[Named-object pointing entries]:

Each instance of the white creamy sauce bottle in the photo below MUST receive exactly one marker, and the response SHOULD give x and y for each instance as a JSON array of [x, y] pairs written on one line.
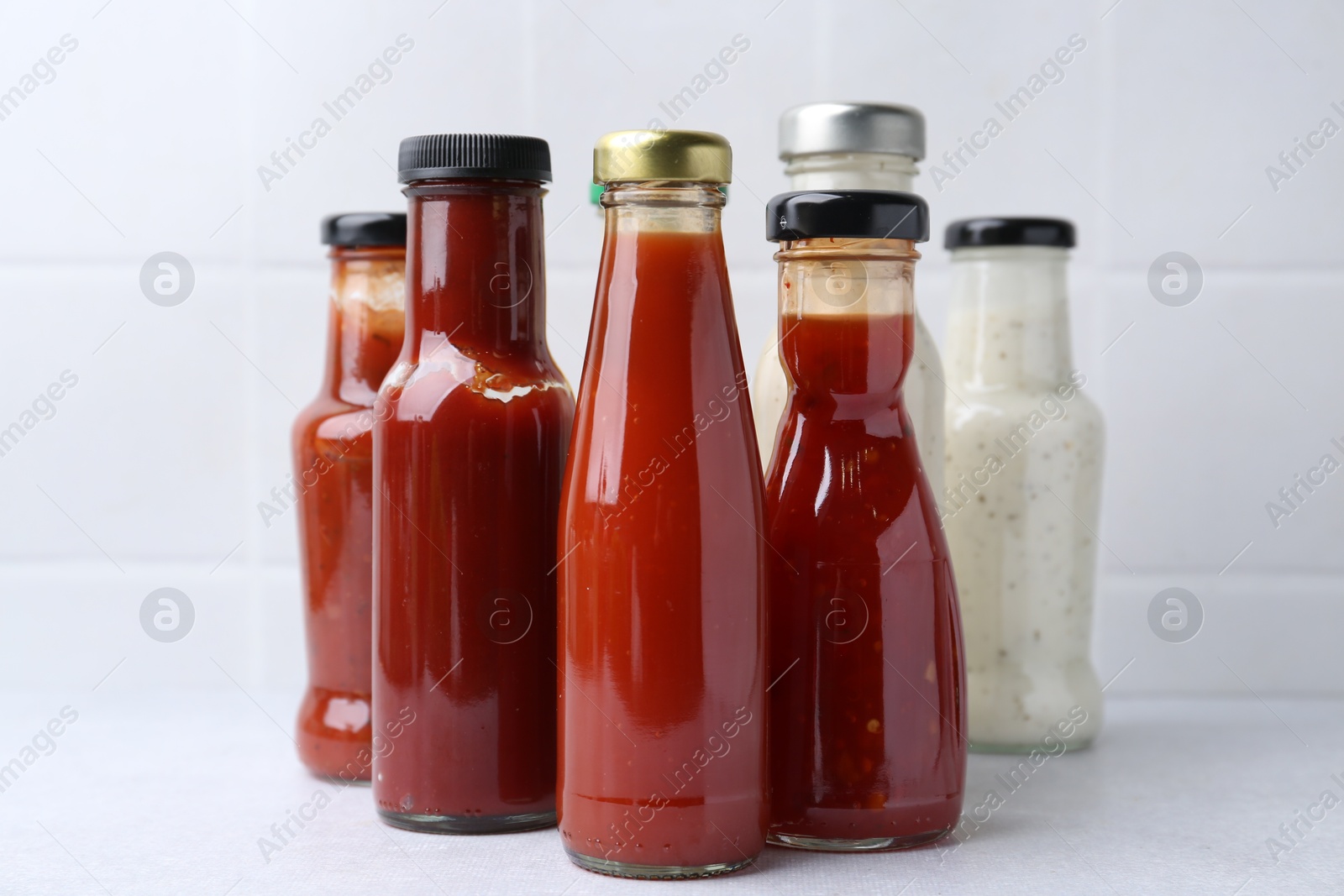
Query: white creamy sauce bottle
[[1023, 486], [843, 145]]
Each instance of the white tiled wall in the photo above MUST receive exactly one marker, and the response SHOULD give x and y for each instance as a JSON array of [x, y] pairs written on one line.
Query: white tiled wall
[[1155, 139]]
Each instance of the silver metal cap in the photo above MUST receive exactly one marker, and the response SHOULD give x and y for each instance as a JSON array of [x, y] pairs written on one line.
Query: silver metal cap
[[851, 127]]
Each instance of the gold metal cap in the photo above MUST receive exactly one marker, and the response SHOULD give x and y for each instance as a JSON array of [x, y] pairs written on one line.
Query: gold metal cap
[[662, 155]]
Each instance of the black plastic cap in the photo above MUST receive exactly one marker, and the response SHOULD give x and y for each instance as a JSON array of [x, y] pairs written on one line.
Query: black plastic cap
[[365, 228], [857, 214], [496, 156], [1010, 231]]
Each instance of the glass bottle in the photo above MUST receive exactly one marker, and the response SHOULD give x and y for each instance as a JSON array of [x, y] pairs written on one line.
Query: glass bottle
[[1025, 461], [855, 145], [333, 472], [662, 621], [468, 461], [867, 696]]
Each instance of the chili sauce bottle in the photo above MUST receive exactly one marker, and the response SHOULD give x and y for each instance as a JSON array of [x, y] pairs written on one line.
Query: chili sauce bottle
[[867, 696], [468, 459], [1023, 500], [333, 486], [662, 570], [857, 145]]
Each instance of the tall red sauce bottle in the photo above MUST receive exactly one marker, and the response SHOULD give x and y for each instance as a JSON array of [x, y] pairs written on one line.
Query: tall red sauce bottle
[[867, 703], [662, 638], [468, 459], [333, 490]]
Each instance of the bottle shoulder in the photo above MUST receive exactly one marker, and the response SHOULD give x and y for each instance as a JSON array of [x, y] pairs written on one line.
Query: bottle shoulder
[[417, 389]]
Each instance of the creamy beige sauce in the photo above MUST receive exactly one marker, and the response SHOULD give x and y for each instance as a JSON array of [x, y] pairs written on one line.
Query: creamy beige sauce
[[1021, 504]]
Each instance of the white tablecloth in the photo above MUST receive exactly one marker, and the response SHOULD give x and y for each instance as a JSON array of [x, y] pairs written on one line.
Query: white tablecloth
[[170, 793]]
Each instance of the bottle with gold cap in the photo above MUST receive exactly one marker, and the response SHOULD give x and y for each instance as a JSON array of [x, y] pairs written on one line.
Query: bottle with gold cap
[[660, 587]]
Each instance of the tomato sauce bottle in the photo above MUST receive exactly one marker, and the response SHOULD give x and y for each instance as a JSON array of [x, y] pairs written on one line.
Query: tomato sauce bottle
[[867, 703], [333, 477], [468, 463], [662, 563]]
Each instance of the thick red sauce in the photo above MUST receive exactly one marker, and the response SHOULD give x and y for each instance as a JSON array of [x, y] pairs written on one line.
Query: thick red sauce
[[662, 625], [867, 710], [468, 464], [333, 461]]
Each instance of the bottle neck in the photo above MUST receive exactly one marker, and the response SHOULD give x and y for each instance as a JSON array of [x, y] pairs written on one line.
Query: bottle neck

[EXERCISE INSTRUCTIONS]:
In all of the entries above, rename "marker" to "point" wherever it occurs and change nothing else. Leave the pictures out of the answer.

[REPLY TO THE EXERCISE]:
Each instance of the white creamy sauce bottle in the photo below MUST receive exactly one point, and the response SHOULD give x and y for each instance as a JSON array of [x, y] pairs written on one line.
Query: white creamy sauce bottle
[[1023, 486], [843, 145]]
Each instance of the white tiled wall in the photo above MUST receive exactly one point, and the response SHOULD give x and y for each instance as a JSON array of [x, y] pairs written on one line.
Query: white tiled wall
[[1155, 139]]
Each instance of the silver metal cap in the photo above MUST receive exactly one point, and the response SHOULD give x and y for each instance as a JSON array of [x, y] pairs written on one line.
Query: silver metal cap
[[851, 127]]
Each instance of the gold metal cap in the photo above MUST receive exactly one point, and the response SHOULD give x and y for each instance as a JSON array of [x, y] pairs written on one line.
Query: gold metal cap
[[662, 155]]
Each instance of the black plastic cap in the photo above MUST receive exactly one point, and the response SHOULD give x and y for each instance as a JSON array of [x, y] pairs written on one line.
Query: black plastic cap
[[365, 228], [857, 214], [496, 156], [1010, 231]]
Each instance of the glass bottle in the photo above MUST receive exactly one point, and the response SHOULD give x and y for each instance as a JSON array of [x, y] pairs written on one line.
Query: glass bottle
[[1025, 461], [855, 145], [333, 472], [662, 621], [468, 461], [867, 696]]
Each instance of the chili sauce bottle in the photo above MUST receive exactly one point, and the response SHOULD give x and y for each instance as a JSON array of [x, y] pairs written on one line.
Query: chili sauce bottle
[[867, 696], [468, 459], [1023, 500], [333, 486], [662, 570], [857, 145]]
Each instance of the tall red sauce bottle in the photo above MUST receive exactly one point, and the response SHOULD give x and y for each instance as a JSON array of [x, y] pairs written on one line.
Query: tall red sauce bottle
[[867, 703], [662, 638], [468, 459], [333, 490]]
Each instance of the bottle shoulder in the photo above MUST receive exactly one point, and the response SHOULD give x and y for each instance as a JSON array of [x, y] pairs written on one line.
Query: bottle shoulder
[[417, 389]]
Each instance of the creamy beige sauce in the photo above MUST receive exactly one point, and the response SHOULD give x and y for each instance as a JSON array of [x, y] pairs written on one line.
Query: creamy beige sauce
[[1021, 504]]
Each instance of the white tablecloth in the photo above MUST receive exactly one point, and the response SHOULD give x and y for each instance as a JSON array of [x, y] pairs written on one line.
Query: white tablecloth
[[170, 793]]
Each instance of the bottle with gold cap in the photo above MUST receive exactly one point, and the response SHOULD give x and y for each instance as a JSON array of [x, y] pairs written on one line.
Query: bottle with gold cap
[[660, 587]]
Each instance of the tomato sauce bottle in the photo above MUST receive exactly one point, and the response SHOULD give x and y for each instance as a JSON array of [x, y] pairs written on one line.
Query: tomato sauce bottle
[[867, 703], [333, 477], [468, 463], [662, 563]]
Each instance of the thick red sauce in the photo above MUST receive exactly one point, and the response SHOULD give x and y for each instance as a JSON array of [x, y] pairs written on one line.
Query: thick red sauce
[[662, 625], [867, 710], [468, 464], [333, 461]]
Each instance of the bottle neck in the photo above MUST receive exactly one point, and the response SHOULD give x and y for each instance as a JSON array of [x, y] pairs written on one line.
Query: bottle neck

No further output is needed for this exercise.